Format the records starting at the line containing "Every instance of the white wall" and ending at the line containing "<point>421,262</point>" as a two-column CSV with the columns request and answer, one row per record. Put each value in a single quoted field and replace its line breaks with spaces.

•••

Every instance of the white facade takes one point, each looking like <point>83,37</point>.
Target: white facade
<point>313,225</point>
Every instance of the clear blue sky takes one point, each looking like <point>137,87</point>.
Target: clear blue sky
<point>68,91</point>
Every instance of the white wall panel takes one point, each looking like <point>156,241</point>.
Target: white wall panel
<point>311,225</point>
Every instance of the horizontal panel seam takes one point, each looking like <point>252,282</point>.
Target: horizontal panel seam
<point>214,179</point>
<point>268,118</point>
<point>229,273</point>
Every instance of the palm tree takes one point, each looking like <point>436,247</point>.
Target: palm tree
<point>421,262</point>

•••

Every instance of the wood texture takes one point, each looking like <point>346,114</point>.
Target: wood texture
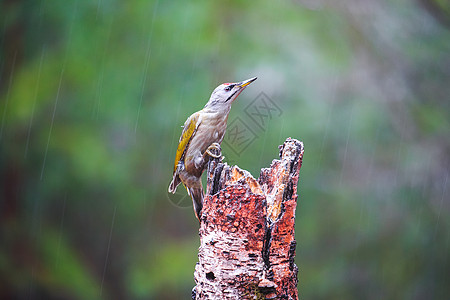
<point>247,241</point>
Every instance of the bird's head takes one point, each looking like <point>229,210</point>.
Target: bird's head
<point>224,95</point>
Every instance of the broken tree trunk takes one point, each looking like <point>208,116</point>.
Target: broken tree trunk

•••

> FULL RESPONSE:
request,answer
"Every instance of the white wall panel takes one point, each looking like <point>156,241</point>. Target: white wall panel","<point>311,225</point>"
"Every instance of the horizontal panel seam takes one point, each looking like <point>252,282</point>. Target: horizontal panel seam","<point>214,179</point> <point>268,118</point> <point>229,273</point>"
"Every instance of the palm tree takes one point, each looking like <point>436,247</point>. Target: palm tree","<point>421,262</point>"